- Given passage -
------------------------------

Annoyance with new integer promotion deprecations
Steven Schveighoffer
schveiguy at yahoo.com
Tue Feb 6 00:08:12 UTC 2018
On 2/5/18 6:56 PM, Adam D. Ruppe wrote:
> On Monday, 5 February 2018 at 23:34:59 UTC, Steven Schveighoffer wrote:
>> But for integer division and assignment to float, it's quite obvious
>> that it doesn't work with almost all combinations.
>
> So let me take two steps there to get to my point:
>
> 1) Given:
> byte a, b;
> byte c = a + b;
>
> The cast seems a bit silly: you are already explicitly using `byte`
> everywhere, so your intention is pretty clear: you only want to use the
> bytes and are ok with the rest of it being discarded. Therefore, I find
> the cast to be an unnecessary addition.
It could be done that way. In fact, this works in C:
char a = 1;
char b = 2;
char c = a + b;
I would actually have no problem if it were this way, as you are clear
in your intention. I'm also OK with the way it is now, where it requires
the cast. The cast is generally added "because the compiler told me to",
but it does make you think about what you really want.
> 2) Change it to:
> byte a, b;
> int c = a + b;
>
> This is directly analogous to the float example. Which, I agree,
> reasonable people can disagree on... but I'd be perfectly ok if the `a +
> b` was still typed `byte` just like above... and the data got discarded
> when assigned to the `int`.

------------------------------

- Data extract -

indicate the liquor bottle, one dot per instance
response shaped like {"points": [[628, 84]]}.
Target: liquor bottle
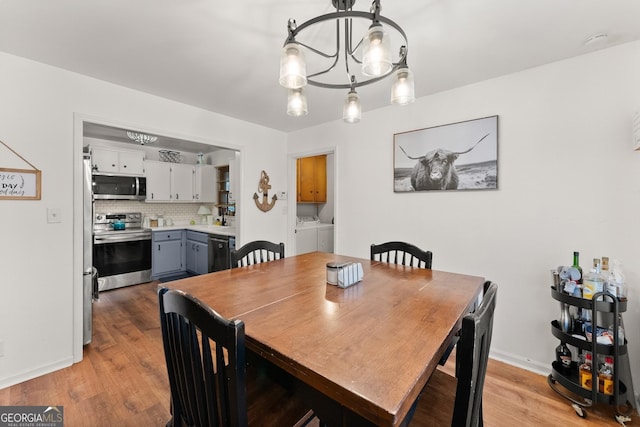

------------------------------

- Stated task -
Continue the mailing-list post about integer promotion deprecations from the point where it stops.

- Exercise output -
I think the CPU has to do extra work to throw away that high bit, no?
But actually, I would be OK with this as well, as long as it was
consistent across all operations. Right now, it's one way for unary
operations and another way for binary operations. Just pick a way and
make it consistent.
I still don't love the idea that:
a = a + 1;
fails, but
++a; a += 1;
works just fine.
> But I will grant it is going to be different than the C rules... so it
> would make copy/pasted code a pain. tho copy/pasted code is already a
> pain cuz you gotta insert casts to avoid the errors... but yeah an error
> is less of a hassle than silent change.
>
> So I get why things are the way they are. I just still don't like it :P
Yeah, there's a lot of stuff that's like that ;)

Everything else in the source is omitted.